Vol. 15, No. 2 • May 2011

"I just didn't have anybody"
Foster Care Alumni of America’s deputy director explains how she found her own supports

by Misty Stenslie, as told to Represent Magazine

I was in foster care in eight different states growing up. I was in the middle of North Dakota when I actually aged out. I had finished high school early and gone to college when I was 16. So for my first year in college I stayed in a foster home, but then I was on my own.

My last foster parents were very good people and I learned a lot while I was there, but I wasn’t their child. Once I aged out, I wasn’t their responsibility anymore. I just didn’t have anybody.

‘I Need Help!’
I remember when I was 19, I was going to try to make Thanksgiving dinner for the first time, and I didn’t know how. I went shopping at the last minute and all the stores were closed (I didn’t know that stores close early on Thanksgiving).

I ended up going to a gas station convenience store to try to get supplies and I just broke down and started to cry. I was just feeling so sorry for myself, that I didn’t have anybody who could help me, and I was wondering if life was always going to be like that, if I was always going to be alone.

Plus, I didn’t know how to cook a turkey. Sitting in my tiny little apartment, I saw there was a tag on the turkey with a phone number on it to call for help, so I called Butterball. I said, “I’m an orphan, I need help!” They talked to me for a half hour, and the lady told me to call her back later to tell her how it turned out.

That’s a small example of something I did throughout my life: finding other people and other resources that could stand in the place of a family.

Finding Resources
Even now, I’m still really careful to keep things at my fingertips. For instance, I always have a membership to AAA, the auto club, so I have someone to call if my car breaks down.

The other thing is I’ve had this ongoing relationship with NPR (National Public Radio) and Time magazine. That’s where I learned a lot of things that I think most people learn at home. I really do see Garrison Keillor and the Car Talk guys (radio hosts) as part of my extended family, even though they’ve never met me.

Having those things consistently there is a source of a lot of comfort for me. I think there’s something to the ritual of it, too. I think rituals are really important to people, and so I’ve brought that to my own life.

PROBLEMS AND TASKS
**A.** According to the foster care article, in how many different states was the writer placed in foster care?
**B.** Carry on the foster care article from its last sentence, keeping the writer's first-person voice.
The rows that follow are separate material and are unrelated to the foster care article.

RECORD SET
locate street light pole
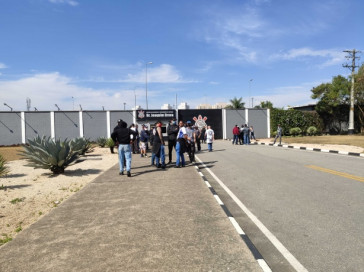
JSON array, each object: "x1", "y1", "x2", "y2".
[
  {"x1": 4, "y1": 103, "x2": 13, "y2": 111},
  {"x1": 248, "y1": 79, "x2": 253, "y2": 107},
  {"x1": 145, "y1": 61, "x2": 153, "y2": 109}
]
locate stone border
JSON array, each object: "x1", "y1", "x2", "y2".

ANSWERS TO THE TASKS
**A.** Eight.

**B.**
Accepting My Grief
Being resourceful has always been one of my strengths. And I think that has a lot to do with why my life has been as good as it has. I’ve taken advantage of every opportunity.

But I still went through times of deep, deep despair. I came to realize that if I took the time out to actually experience that despair for a while, rather than push it to the side, then I could go through it and be done with it.

In the old days I didn’t know that I should do that. I’d be feeling increasingly sad and upset and I’d try to ignore it and it would just leak out anyway. Now I recognize that it makes sense that I would feel some lasting grief and sadness over these things, and there’s no shame in that.

Figuring Out Relationships
As far as developing supportive relationships, it was tough. I spent a lot of time feeling and being very much alone, because I didn’t know how to go about having a truly reciprocal relationship.

I found that I was doing this thing where I’d have polite conversation with somebody and we’d start developing a friendship, and then when the first time came for a real conversation I’d end up telling my life story.

Afterwards I’d feel vulnerable and exposed, and I’d have a hard time knowing how to relate to them now that they knew this stuff about me, and then I wouldn’t follow through with the relationship.

It took a while to figure out it doesn’t feel good to me to do that and I’m not going to do that anymore. I really got lucky to have a couple of friends who called me on it.

Once I learned to not get caught up in my only identity being as some kind of victim, then I had a lot more to offer in a friendship. It was easier because I didn’t feel so vulnerable and the other person didn’t feel so overwhelmed. But those things didn’t come naturally. Therapy has been really helpful.

In early 2000 I got involved in what became Foster Care Alumni of America. For the first time, I was able to look around and realize there are a whole lot of other people like me. Finally finding some role models and some peers was a great relief and a great source of inspiration.

Peer Support
I think it’s part of the culture of foster care to always wonder if you’re worth it. You feel like you were never good enough for your original family, or for any other family. I carried those things around in my own heart without even realizing it.

Then I looked at these other people who I thought were so worthy, and found out they had the same feelings of worthlessness that I did. I could recognize that regardless of how they felt about themselves, they were good, they were loveable. Then I could finally extend that to myself. Connecting to other alumni of foster care has been a new kind of freedom and love and belonging that I never found anywhere before.